Task statement. Of the material below, only the lines from the line containing "box: [9, 207, 491, 286]" down to the line containing "positive clicks: (320, 140)" belong in the answer, written out exactly.

Material provided.
BEGIN

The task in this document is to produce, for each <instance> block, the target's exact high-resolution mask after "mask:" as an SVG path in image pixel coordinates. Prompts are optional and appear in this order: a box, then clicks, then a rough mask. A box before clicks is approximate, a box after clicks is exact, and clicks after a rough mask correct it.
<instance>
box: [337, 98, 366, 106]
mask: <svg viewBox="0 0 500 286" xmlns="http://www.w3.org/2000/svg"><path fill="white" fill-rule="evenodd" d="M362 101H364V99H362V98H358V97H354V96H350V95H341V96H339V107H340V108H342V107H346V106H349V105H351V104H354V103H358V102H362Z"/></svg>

END
BEGIN

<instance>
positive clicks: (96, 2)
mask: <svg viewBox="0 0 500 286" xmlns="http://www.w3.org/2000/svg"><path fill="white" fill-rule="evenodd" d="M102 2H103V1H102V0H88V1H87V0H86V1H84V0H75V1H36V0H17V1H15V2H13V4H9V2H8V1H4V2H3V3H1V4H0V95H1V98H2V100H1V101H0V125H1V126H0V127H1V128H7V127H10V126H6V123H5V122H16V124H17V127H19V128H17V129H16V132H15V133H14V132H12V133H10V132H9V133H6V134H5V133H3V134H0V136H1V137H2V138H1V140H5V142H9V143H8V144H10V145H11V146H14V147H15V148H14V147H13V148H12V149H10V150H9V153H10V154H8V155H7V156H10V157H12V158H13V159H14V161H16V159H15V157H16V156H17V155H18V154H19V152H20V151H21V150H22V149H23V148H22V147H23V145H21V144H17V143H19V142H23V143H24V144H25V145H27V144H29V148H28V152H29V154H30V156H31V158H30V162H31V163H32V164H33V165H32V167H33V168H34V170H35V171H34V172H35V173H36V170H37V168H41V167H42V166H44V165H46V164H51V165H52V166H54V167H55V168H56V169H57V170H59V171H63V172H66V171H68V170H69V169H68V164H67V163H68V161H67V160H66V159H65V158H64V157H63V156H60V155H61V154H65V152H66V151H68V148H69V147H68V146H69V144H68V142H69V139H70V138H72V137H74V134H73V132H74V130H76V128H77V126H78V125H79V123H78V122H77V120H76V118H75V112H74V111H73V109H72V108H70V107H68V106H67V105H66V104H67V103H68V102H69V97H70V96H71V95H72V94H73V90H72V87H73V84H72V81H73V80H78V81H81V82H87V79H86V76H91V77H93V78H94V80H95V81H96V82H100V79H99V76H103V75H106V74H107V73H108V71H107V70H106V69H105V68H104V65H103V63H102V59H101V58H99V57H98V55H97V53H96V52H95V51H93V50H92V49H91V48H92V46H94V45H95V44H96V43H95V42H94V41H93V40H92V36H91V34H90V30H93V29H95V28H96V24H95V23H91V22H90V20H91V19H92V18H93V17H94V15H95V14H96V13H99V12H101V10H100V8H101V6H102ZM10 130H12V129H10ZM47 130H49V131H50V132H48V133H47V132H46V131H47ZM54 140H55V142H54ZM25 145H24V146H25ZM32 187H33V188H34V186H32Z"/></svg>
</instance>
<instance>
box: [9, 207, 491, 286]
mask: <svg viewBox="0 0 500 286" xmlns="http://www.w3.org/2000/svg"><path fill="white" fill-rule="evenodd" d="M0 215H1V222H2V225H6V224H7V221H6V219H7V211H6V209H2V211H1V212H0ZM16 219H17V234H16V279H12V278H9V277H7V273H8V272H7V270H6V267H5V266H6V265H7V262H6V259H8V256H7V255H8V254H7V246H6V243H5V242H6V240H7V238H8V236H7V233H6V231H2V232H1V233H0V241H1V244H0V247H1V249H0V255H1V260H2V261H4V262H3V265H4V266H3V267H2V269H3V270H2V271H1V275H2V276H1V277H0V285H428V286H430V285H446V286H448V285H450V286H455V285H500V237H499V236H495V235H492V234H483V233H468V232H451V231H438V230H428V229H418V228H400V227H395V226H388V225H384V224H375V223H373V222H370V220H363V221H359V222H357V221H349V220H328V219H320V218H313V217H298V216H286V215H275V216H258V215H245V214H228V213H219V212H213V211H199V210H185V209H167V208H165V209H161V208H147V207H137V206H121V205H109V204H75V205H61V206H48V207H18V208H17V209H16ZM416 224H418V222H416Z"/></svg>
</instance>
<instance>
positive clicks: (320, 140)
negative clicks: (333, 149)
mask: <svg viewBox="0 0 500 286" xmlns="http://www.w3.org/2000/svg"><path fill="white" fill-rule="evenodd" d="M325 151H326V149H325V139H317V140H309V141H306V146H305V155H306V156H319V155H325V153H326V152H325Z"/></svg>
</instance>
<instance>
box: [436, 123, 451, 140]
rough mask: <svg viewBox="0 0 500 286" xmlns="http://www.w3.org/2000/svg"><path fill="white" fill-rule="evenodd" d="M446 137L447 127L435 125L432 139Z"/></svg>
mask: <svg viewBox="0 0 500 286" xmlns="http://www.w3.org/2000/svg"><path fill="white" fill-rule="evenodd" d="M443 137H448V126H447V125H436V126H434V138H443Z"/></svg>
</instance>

END

Response to this exercise.
box: [9, 207, 491, 286]
mask: <svg viewBox="0 0 500 286" xmlns="http://www.w3.org/2000/svg"><path fill="white" fill-rule="evenodd" d="M0 215H1V222H2V225H6V224H7V221H6V219H7V211H6V209H2V211H1V212H0ZM16 219H17V234H16V279H12V278H9V277H7V273H8V272H7V270H6V267H5V266H6V265H7V262H6V259H8V256H7V255H8V254H7V246H6V243H5V242H6V240H7V238H8V236H7V233H6V231H2V232H1V233H0V241H1V244H0V247H1V249H0V255H1V260H2V261H4V262H3V265H4V266H3V267H2V269H3V270H2V271H1V275H2V276H1V277H0V285H428V286H430V285H446V286H448V285H450V286H455V285H500V237H499V236H495V235H492V234H483V233H468V232H451V231H438V230H428V229H418V228H400V227H395V226H388V225H384V224H375V223H373V222H370V220H363V221H359V222H357V221H349V220H328V219H320V218H313V217H298V216H286V215H275V216H258V215H245V214H228V213H219V212H213V211H199V210H185V209H167V208H165V209H161V208H147V207H137V206H121V205H109V204H75V205H61V206H48V207H18V208H17V209H16ZM416 224H418V222H416Z"/></svg>
</instance>
<instance>
positive clicks: (320, 140)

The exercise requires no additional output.